• _ENTRIES PROVIDED_:
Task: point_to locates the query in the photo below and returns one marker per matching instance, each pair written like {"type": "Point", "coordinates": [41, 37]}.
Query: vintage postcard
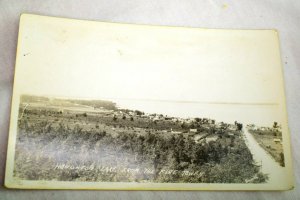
{"type": "Point", "coordinates": [114, 106]}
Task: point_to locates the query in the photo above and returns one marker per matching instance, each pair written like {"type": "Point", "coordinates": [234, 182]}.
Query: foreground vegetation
{"type": "Point", "coordinates": [103, 146]}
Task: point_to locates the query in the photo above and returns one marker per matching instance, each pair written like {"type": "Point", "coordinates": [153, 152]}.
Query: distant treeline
{"type": "Point", "coordinates": [62, 102]}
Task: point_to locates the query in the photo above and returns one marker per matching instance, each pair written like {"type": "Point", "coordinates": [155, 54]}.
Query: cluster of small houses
{"type": "Point", "coordinates": [159, 117]}
{"type": "Point", "coordinates": [262, 129]}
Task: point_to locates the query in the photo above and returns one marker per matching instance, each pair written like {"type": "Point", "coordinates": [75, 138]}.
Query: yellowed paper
{"type": "Point", "coordinates": [101, 105]}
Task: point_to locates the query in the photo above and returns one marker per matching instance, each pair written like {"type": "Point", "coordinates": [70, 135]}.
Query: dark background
{"type": "Point", "coordinates": [283, 15]}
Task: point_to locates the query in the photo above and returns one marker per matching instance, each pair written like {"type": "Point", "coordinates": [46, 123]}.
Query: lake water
{"type": "Point", "coordinates": [262, 115]}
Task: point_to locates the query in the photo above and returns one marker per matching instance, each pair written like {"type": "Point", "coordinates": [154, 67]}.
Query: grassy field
{"type": "Point", "coordinates": [270, 139]}
{"type": "Point", "coordinates": [76, 141]}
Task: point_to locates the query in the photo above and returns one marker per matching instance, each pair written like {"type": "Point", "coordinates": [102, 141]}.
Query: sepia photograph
{"type": "Point", "coordinates": [101, 140]}
{"type": "Point", "coordinates": [100, 105]}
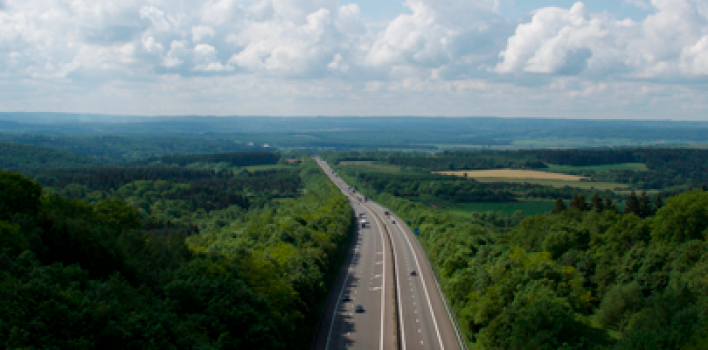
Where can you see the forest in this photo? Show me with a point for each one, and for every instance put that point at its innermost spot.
(173, 242)
(586, 276)
(87, 271)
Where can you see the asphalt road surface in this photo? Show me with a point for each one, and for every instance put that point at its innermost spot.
(403, 310)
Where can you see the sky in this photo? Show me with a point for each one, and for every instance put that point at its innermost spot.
(600, 59)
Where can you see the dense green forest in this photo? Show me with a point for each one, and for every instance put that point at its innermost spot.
(124, 149)
(78, 274)
(21, 157)
(586, 276)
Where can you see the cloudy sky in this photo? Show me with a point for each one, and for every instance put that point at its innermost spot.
(510, 58)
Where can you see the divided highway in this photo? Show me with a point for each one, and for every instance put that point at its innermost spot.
(388, 273)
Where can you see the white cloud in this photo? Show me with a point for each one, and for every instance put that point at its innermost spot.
(642, 4)
(575, 42)
(289, 49)
(200, 33)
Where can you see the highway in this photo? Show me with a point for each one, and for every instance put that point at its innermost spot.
(367, 276)
(420, 318)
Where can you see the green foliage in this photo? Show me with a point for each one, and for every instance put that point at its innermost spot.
(19, 195)
(85, 276)
(11, 239)
(22, 157)
(575, 279)
(683, 218)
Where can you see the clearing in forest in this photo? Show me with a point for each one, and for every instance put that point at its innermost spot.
(514, 174)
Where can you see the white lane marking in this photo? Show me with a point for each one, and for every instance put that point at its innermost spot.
(383, 295)
(425, 287)
(336, 308)
(400, 311)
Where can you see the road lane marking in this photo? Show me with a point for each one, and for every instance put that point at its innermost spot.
(425, 286)
(400, 311)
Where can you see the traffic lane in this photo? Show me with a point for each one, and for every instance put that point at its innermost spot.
(354, 330)
(334, 320)
(422, 294)
(381, 282)
(388, 321)
(421, 332)
(445, 327)
(351, 323)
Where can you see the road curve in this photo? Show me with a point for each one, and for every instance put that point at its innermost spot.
(422, 319)
(367, 276)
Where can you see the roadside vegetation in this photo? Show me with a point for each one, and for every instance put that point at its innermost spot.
(594, 271)
(167, 258)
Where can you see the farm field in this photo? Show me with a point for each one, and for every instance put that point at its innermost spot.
(513, 174)
(373, 166)
(528, 208)
(267, 167)
(585, 185)
(598, 168)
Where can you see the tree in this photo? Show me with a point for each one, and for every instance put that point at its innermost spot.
(609, 204)
(645, 207)
(684, 218)
(560, 206)
(658, 202)
(18, 195)
(596, 203)
(633, 206)
(579, 203)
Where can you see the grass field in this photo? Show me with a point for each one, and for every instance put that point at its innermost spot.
(513, 174)
(268, 167)
(598, 168)
(528, 208)
(373, 166)
(560, 183)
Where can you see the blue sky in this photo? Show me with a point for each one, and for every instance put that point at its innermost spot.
(645, 59)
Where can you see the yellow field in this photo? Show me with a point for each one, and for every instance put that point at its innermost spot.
(514, 174)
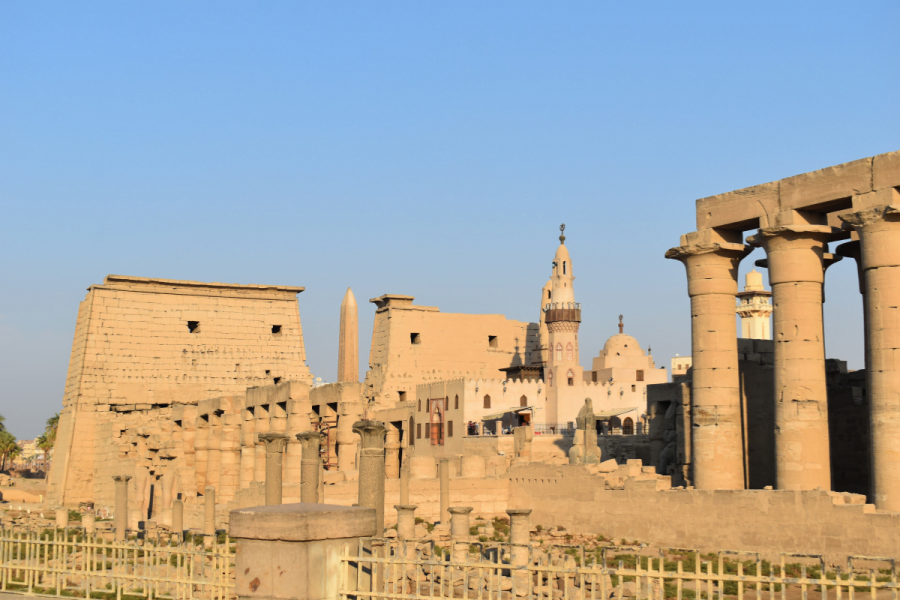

• _ACTIVITY_: Among the lines of the material, find those holding the word "Task" and return them.

• _RESULT BELOW_:
Task: point_to locates the query in the photo below and returns one marker per matching instance, each pair written like {"type": "Point", "coordinates": [41, 37]}.
Task: point_to locates the query in the photo above and returns one marker per matching instance, each pair written like {"type": "Point", "coordinates": [234, 182]}.
Task: point_to locates the query in the photo above and returns one marker per matching instance, each pair written like {"type": "Point", "coordinates": [153, 152]}.
Task: point_to locates the query in the photo above and returns one marker per matching instance, each pair written like {"type": "Point", "coordinates": [155, 54]}.
Task: point_to locates the query in the photo above and returns one marker per matching instance, each pair written like {"type": "Point", "coordinates": [75, 138]}.
Task: point_to locates the query in the photo above and returns one marker per matching instance, each pair written like {"type": "Point", "coordinates": [70, 135]}.
Task: point_to locates the query in the photo above and returns one marker per matching instance, each pair written like {"type": "Point", "coordinates": [46, 123]}.
Task: point_to locates the query in the photo above and returns one marker per matching instance, each pair written like {"type": "Point", "coordinates": [154, 67]}.
Task: point_to locates the query in the photo above and returns one marker per matching instance, each pair written like {"type": "Point", "coordinates": [102, 141]}.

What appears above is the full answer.